Begin Material for this task

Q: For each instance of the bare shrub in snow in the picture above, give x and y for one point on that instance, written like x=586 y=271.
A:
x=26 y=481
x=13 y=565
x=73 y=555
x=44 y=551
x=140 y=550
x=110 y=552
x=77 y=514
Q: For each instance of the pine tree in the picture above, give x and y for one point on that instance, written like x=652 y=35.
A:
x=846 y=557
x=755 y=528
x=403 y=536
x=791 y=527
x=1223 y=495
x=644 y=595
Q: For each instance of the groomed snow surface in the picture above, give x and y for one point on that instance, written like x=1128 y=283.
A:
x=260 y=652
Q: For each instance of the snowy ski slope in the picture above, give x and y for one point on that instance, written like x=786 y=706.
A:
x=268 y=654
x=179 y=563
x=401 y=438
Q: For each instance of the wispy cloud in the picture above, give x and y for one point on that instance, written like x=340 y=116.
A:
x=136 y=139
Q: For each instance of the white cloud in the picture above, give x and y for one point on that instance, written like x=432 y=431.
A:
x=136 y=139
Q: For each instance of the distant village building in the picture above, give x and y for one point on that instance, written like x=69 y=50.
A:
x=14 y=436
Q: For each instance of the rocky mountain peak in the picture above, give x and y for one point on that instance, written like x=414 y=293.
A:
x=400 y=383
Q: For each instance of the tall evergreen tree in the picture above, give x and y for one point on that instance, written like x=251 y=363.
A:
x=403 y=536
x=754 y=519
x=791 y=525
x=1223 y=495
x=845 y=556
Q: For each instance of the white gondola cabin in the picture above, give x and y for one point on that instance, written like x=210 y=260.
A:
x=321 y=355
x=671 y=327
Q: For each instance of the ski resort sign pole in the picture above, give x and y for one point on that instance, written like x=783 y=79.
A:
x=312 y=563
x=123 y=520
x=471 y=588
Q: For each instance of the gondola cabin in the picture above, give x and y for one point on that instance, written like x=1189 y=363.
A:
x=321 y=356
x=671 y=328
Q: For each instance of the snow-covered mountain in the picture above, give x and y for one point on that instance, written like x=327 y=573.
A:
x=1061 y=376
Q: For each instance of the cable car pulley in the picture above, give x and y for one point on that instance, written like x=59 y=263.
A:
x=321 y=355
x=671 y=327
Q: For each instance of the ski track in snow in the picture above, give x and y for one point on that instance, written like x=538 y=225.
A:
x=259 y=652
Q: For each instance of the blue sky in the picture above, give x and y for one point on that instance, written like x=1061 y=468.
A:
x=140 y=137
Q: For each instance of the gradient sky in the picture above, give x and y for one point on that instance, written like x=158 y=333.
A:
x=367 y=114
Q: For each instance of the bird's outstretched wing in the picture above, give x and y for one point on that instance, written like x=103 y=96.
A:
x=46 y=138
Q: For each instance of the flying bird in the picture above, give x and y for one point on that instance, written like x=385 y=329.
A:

End Material for this task

Rename "pine tree" to "conifer" everywhere in the entries above, and write all of their lines out again with nothing else changed.

Q: For each instance of the bare shrub in snow in the picture above, give x and y for one point on that instance, written like x=586 y=271.
A:
x=26 y=481
x=13 y=565
x=73 y=555
x=44 y=551
x=140 y=550
x=110 y=552
x=77 y=514
Q: For each instance of the conifer in the picture above, give x and y for one point on that instance, written like x=652 y=35.
A:
x=846 y=557
x=755 y=528
x=403 y=536
x=791 y=527
x=1223 y=495
x=644 y=595
Q: For each instance of the groomed snow surface in the picture above, give x and y for one point on that instance, written like x=1128 y=283.
A:
x=260 y=652
Q: For each instance of the snowy ski slope in the picture above, give x and y for one point on that instance, written like x=786 y=706.
A:
x=268 y=654
x=179 y=563
x=401 y=438
Q: For each instance of the wispy cloud in the picture above, give x and y for one point on that instance, written like x=340 y=116.
A:
x=136 y=139
Q: For each instance of the white cloud in the picture above, give x and y for one point on that instance, written like x=432 y=431.
A:
x=136 y=139
Q: For each instance of the distant village building in the picture above, give x and y for one point on that instance, written like x=69 y=50.
A:
x=14 y=436
Q: For each instance of the rocky mountain peak in the picture above, give x and y for one point on that instance, written like x=414 y=293.
A:
x=400 y=383
Q: For each instance of the tall evergreen tree in the picture above, give x and y for one point on that instance, written like x=251 y=363.
A:
x=403 y=536
x=754 y=519
x=791 y=525
x=1223 y=495
x=845 y=556
Q: For each instance of the white gondola cabin in the picture above, give x and y for one point on that instance, written like x=210 y=260.
A:
x=321 y=355
x=671 y=327
Q: For each instance of the ski resort sign pole in the picture above, give x and y for one point on that instance, written like x=783 y=79.
A:
x=312 y=563
x=123 y=520
x=471 y=588
Q: For each instance of the gondola cabin in the picture above, give x and y for one point on that instance, written like x=1189 y=363.
A:
x=321 y=356
x=671 y=328
Q: For each instance of the snow-covered mountain in the picture above, give x and y for one point on that instance, written like x=327 y=573.
A:
x=1061 y=376
Q: For each instance of the cable car pulley in the picture above, give x and y for one point on that instance, written like x=59 y=263.
A:
x=321 y=355
x=671 y=327
Q: For each instance of the ski track in snow in the picture above, give x and y for one point on that instance, written like x=538 y=225.
A:
x=259 y=652
Q: For each instance of the blue sky in the picture above, give x and y for one point on that instance, written like x=1061 y=468.
A:
x=140 y=137
Q: For each instance of the gradient sky in the picture above, give x and y for one point on that instance, written like x=158 y=333.
A:
x=367 y=114
Q: For each instance of the bird's outstretched wing in the picture above, give x and y for one point on that instance, written like x=103 y=96.
A:
x=46 y=138
Q: For each instance of the flying bird in the picture above, give x and y for one point on that instance, written like x=385 y=329.
A:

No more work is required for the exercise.